Can you express the entries below, from the line containing "Return one point per instance of the ceiling, x" up to and including the last line, as a JSON list of strings, one string per line with blank lines omitted?
━━━━━ Record set ━━━━━
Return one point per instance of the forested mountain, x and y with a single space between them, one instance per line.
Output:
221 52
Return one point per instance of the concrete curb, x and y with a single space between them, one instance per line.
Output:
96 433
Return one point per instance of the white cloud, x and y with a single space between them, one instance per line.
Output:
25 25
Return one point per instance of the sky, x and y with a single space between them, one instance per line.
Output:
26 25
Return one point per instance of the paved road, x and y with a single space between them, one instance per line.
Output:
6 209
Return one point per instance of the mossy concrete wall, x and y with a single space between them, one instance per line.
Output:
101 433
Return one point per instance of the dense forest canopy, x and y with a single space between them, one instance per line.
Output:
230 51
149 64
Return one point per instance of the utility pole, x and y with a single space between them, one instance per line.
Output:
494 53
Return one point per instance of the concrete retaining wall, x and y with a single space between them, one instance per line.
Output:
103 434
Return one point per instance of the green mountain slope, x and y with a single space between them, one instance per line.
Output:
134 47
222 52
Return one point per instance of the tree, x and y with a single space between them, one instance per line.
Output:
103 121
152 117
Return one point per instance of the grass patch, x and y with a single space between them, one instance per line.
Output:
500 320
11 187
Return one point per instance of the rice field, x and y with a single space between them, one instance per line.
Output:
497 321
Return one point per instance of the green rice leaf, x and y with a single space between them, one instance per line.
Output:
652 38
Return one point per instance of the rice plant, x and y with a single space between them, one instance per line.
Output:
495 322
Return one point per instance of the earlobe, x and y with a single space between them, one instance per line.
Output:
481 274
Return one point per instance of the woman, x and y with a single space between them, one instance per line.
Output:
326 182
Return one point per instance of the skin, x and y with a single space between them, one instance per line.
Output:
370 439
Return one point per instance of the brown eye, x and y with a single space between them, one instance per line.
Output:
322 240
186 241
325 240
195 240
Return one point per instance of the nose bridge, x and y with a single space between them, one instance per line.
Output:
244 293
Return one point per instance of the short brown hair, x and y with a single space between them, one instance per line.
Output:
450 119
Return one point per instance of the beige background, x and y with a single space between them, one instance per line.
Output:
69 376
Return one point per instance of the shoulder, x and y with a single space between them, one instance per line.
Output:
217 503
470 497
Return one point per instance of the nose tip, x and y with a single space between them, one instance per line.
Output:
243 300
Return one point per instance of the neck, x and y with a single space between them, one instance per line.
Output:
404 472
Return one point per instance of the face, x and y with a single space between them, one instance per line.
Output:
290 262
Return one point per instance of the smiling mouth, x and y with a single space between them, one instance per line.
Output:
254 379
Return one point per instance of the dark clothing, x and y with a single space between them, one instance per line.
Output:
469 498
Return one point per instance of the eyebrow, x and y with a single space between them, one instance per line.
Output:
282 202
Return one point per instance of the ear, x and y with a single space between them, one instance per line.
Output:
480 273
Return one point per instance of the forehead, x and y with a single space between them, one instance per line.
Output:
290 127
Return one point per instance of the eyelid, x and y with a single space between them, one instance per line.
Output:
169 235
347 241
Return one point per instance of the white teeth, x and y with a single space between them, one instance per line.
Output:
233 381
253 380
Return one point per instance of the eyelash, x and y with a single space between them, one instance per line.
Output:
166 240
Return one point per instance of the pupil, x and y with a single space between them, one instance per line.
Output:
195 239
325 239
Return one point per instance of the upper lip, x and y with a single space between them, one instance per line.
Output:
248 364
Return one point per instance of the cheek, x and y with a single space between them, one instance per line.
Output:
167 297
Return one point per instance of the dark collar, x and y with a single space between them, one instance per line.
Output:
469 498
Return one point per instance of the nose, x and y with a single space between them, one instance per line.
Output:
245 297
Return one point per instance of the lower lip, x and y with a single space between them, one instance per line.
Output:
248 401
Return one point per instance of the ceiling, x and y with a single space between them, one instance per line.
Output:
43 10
━━━━━
### Answer to the exercise
[
  "Return one point per instance of the ceiling, x and y with a single space between them, one instance per line.",
  "Output:",
  "43 10"
]